[Data records]
• • • • • • •

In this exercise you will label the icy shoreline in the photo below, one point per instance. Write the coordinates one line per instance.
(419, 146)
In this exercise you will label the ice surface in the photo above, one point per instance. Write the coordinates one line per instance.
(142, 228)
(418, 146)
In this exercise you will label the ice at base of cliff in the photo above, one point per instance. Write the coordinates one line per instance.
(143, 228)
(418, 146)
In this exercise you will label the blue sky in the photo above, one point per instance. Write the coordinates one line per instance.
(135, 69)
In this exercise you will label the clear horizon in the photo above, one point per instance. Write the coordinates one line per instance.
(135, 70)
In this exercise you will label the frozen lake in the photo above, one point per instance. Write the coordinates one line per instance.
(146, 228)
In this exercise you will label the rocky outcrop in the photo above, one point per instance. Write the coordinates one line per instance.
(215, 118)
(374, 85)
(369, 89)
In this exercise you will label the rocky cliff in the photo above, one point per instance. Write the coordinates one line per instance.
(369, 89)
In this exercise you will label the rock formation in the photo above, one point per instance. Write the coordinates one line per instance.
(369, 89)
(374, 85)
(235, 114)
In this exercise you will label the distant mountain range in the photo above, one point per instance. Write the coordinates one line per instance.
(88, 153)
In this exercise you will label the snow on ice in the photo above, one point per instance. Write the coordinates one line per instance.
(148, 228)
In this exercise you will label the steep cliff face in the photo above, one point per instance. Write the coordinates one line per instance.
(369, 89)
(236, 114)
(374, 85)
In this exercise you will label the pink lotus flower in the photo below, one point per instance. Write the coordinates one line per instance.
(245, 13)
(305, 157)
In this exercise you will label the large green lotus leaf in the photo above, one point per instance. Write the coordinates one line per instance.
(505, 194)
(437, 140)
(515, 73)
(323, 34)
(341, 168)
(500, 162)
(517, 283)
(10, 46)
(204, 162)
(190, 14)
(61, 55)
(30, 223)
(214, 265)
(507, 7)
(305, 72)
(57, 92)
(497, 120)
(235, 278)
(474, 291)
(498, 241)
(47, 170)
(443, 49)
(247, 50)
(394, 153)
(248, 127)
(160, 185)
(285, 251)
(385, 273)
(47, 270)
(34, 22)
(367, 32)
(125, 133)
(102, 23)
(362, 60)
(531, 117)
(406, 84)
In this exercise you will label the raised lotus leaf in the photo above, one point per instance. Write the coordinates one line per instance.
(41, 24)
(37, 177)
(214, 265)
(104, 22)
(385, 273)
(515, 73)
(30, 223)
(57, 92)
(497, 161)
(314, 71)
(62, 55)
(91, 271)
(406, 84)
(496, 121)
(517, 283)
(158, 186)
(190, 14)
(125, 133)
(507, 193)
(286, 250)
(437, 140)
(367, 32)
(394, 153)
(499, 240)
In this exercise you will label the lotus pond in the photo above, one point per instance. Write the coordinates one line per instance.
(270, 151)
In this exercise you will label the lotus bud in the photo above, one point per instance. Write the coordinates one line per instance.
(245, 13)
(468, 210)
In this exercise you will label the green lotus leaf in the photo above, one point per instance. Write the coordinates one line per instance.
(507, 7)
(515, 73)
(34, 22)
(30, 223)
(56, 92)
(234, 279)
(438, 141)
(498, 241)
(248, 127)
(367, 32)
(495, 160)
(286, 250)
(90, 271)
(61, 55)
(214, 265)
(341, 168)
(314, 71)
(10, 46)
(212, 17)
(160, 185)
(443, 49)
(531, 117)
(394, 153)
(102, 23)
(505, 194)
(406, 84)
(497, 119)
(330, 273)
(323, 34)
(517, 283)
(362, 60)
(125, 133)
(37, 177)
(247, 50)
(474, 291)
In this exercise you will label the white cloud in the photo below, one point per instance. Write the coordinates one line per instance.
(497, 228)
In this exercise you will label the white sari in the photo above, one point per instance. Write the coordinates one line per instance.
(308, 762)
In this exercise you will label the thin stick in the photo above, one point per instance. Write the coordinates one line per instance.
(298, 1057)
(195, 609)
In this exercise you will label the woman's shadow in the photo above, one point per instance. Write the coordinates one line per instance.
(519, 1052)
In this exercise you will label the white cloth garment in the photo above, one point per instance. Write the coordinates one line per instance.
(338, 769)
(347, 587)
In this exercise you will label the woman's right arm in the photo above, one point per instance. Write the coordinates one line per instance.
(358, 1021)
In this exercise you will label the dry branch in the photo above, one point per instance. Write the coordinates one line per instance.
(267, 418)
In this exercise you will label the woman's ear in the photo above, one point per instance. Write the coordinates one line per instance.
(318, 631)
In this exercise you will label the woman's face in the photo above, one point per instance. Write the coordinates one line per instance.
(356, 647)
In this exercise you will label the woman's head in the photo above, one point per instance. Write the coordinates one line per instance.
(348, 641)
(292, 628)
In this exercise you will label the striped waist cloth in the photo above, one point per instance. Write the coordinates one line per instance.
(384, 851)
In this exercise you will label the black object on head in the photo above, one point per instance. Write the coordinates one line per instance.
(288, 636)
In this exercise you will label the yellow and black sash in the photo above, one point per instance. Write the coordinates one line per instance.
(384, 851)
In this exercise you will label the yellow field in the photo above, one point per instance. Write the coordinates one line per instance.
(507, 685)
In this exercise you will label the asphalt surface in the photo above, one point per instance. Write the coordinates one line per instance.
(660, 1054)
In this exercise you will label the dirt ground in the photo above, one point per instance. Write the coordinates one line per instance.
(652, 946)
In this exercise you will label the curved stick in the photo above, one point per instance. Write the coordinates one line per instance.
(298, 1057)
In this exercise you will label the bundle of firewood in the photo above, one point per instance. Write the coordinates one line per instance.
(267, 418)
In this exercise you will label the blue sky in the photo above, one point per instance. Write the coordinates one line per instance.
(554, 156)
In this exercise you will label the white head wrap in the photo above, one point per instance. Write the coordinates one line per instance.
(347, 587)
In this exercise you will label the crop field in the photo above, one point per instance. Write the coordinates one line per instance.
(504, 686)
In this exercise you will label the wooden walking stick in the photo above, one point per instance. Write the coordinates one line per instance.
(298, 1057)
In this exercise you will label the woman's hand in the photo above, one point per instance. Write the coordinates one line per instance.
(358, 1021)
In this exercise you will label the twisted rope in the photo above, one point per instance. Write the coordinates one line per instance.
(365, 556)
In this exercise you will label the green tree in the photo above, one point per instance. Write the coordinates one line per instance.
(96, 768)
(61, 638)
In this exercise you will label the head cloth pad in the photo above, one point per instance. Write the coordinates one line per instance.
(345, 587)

• • • • • • •

**The task:** The entries above are to be output exactly as they appear.

**Problem solution:**
In this exercise you will label the icy shoreline in the photo below, one point per instance. Write the coordinates one line per instance.
(419, 146)
In this exercise you will label the ice surface in the photo above, one point per instance. Write the coordinates one line per instance.
(142, 228)
(418, 146)
In this exercise you will label the ice at base of cliff in the photo above, one point per instance. Write the coordinates one line per instance.
(143, 228)
(418, 146)
In this exercise you will label the blue sky in the photo above, one point per instance. Write the coordinates one line per instance.
(135, 69)
In this exercise you will label the clear horizon in the photo above, one point per instance. Write the coordinates one line per instance.
(135, 70)
In this exercise you will label the frozen lake in the photo above, one point per instance. Write the coordinates one line per instance.
(146, 228)
In this exercise you will label the rocky outcrop in the photo above, one point per instance. Write the coordinates one line per instance.
(215, 118)
(374, 85)
(369, 89)
In this exercise you will label the rocky cliff in the photo above, one point per instance. Write the coordinates one line per instance.
(369, 89)
In this exercise you will label the rock formation in the photo above, one point per instance. Write the coordinates one line per instance.
(369, 89)
(374, 85)
(235, 114)
In this exercise you will label the distant mountain range in the photo above, one point per instance. Write the coordinates one line per instance.
(88, 153)
In this exercise you will label the snow on ice in the photo above, one point per instance. Write the coordinates one line per instance.
(148, 228)
In this exercise you will label the steep cliff face in the photo above, one point per instance. Write the coordinates one line per instance.
(369, 89)
(236, 114)
(374, 85)
In this exercise you will label the pink lotus flower in the photo below, one point per instance. Write the coordinates one line per instance.
(245, 13)
(305, 157)
In this exercise you will label the large green lotus leaf in the photo above, one point per instance. Write the coordinates one line per instance.
(505, 194)
(437, 140)
(515, 73)
(323, 34)
(341, 168)
(500, 162)
(517, 283)
(10, 46)
(204, 162)
(190, 14)
(61, 55)
(30, 223)
(214, 265)
(507, 7)
(305, 72)
(57, 92)
(497, 120)
(235, 278)
(474, 291)
(498, 241)
(47, 170)
(443, 49)
(247, 50)
(394, 153)
(248, 127)
(160, 185)
(285, 251)
(385, 273)
(47, 270)
(34, 22)
(367, 32)
(125, 133)
(102, 23)
(362, 60)
(531, 117)
(406, 84)
In this exercise you will label the raised lotus leaf in the photo above, one point per instance. Write the coordinates one line per instance.
(41, 24)
(37, 177)
(214, 265)
(104, 22)
(385, 273)
(515, 73)
(30, 223)
(57, 92)
(497, 161)
(314, 71)
(62, 55)
(91, 271)
(406, 84)
(496, 121)
(517, 283)
(158, 186)
(190, 14)
(125, 133)
(507, 193)
(286, 250)
(437, 140)
(367, 32)
(394, 153)
(499, 240)
In this exercise you will label the lotus pond in the photo above, one point per instance. Write the coordinates one line per instance.
(270, 151)
In this exercise you will label the lotus bud in the photo above, one point per instance. Write the coordinates one line per instance.
(245, 13)
(468, 210)
In this exercise you will label the green lotus leaf in the photo above, one point per instance. Write the coordinates one line per instance.
(507, 7)
(515, 73)
(34, 22)
(30, 223)
(56, 92)
(234, 279)
(438, 141)
(498, 241)
(248, 127)
(367, 32)
(495, 160)
(286, 250)
(90, 271)
(61, 55)
(214, 265)
(341, 168)
(314, 71)
(10, 46)
(212, 17)
(160, 185)
(443, 49)
(531, 117)
(394, 153)
(102, 23)
(505, 194)
(406, 84)
(497, 119)
(330, 273)
(323, 34)
(517, 283)
(362, 60)
(125, 133)
(37, 177)
(247, 50)
(474, 291)
In this exercise you will label the white cloud in the photo below, one point per instance. Write the coordinates one line per instance.
(497, 228)
In this exercise you will label the white sari in the photo above, one point per instance. Write the coordinates one line per instance.
(308, 762)
In this exercise you will label the thin stick in the photo above, one point per instance. Write the coordinates one line per instance.
(298, 1057)
(195, 609)
In this exercise you will label the woman's shadow in the photo above, one point per instance. Write the coordinates one line per instance.
(519, 1052)
In this exercise you will label the white cloth garment in the photo above, one point per instance. Write the coordinates one line per instance.
(338, 769)
(347, 587)
In this exercise you will label the woman's right arm in the photo above, one point per instance. Write the coordinates one line per instance.
(358, 1021)
In this exercise you will label the dry branch in the photo above, one point per instance. Write the coordinates one line per instance.
(267, 418)
In this exercise you will label the woman's ear in the photo above, one point per instance. Write the coordinates one line per instance.
(318, 631)
In this exercise you will label the woman's face in the photo above, one point per instance. Write the coordinates one line per instance.
(356, 647)
In this exercise you will label the woman's head in the photo above, one point per instance. Write the coordinates one line per instance.
(348, 641)
(292, 628)
In this exercise you will label the striped waist cloth in the photo above, one point per instance. Write the coordinates one line per instance.
(384, 851)
In this exercise you will label the black object on head in the photo above, one point per instance. Write the coordinates one line per instance.
(288, 636)
In this exercise you will label the yellow and black sash in the photo above, one point per instance. Write the coordinates one line per instance.
(384, 851)
In this exercise you will label the yellow field in the photo above, one point per instance. Write the coordinates one line per instance.
(507, 685)
In this exercise you will label the asphalt surface in the photo above, one point per instance. Write the coordinates one line per instance.
(660, 1054)
In this exercise you will label the dirt ground in the photo above, one point per instance. Write the coordinates one line per instance.
(652, 946)
In this exercise you will label the curved stick in the photo above, one point per instance. Write the coordinates one line per instance.
(298, 1057)
In this exercise you will label the bundle of firewood in the photo above, one point per instance. Write the coordinates one line per instance.
(267, 418)
In this exercise you will label the blue sky in the photo above, one point per instance. Write the coordinates one line per instance.
(554, 156)
In this exercise you will label the white head wrap in the photo above, one point per instance. Write the coordinates one line per instance.
(347, 587)
In this exercise you will label the crop field in the photo above, one point per instance. Write the coordinates one line per instance.
(504, 686)
In this exercise you will label the wooden walking stick in the photo above, one point per instance. Write the coordinates one line per instance.
(298, 1057)
In this exercise you will label the woman's hand in the photo above, one point per instance. Write the coordinates one line per instance.
(358, 1021)
In this exercise you will label the twisted rope in the photo above, one point per instance. Write the coordinates one line per instance.
(365, 556)
In this exercise you will label the green tree in the photo above, one point per instance. Write the coordinates one line per instance.
(96, 768)
(61, 638)
In this exercise you will label the head cloth pad in the photo above, one point per instance. Write the coordinates one line per instance.
(345, 587)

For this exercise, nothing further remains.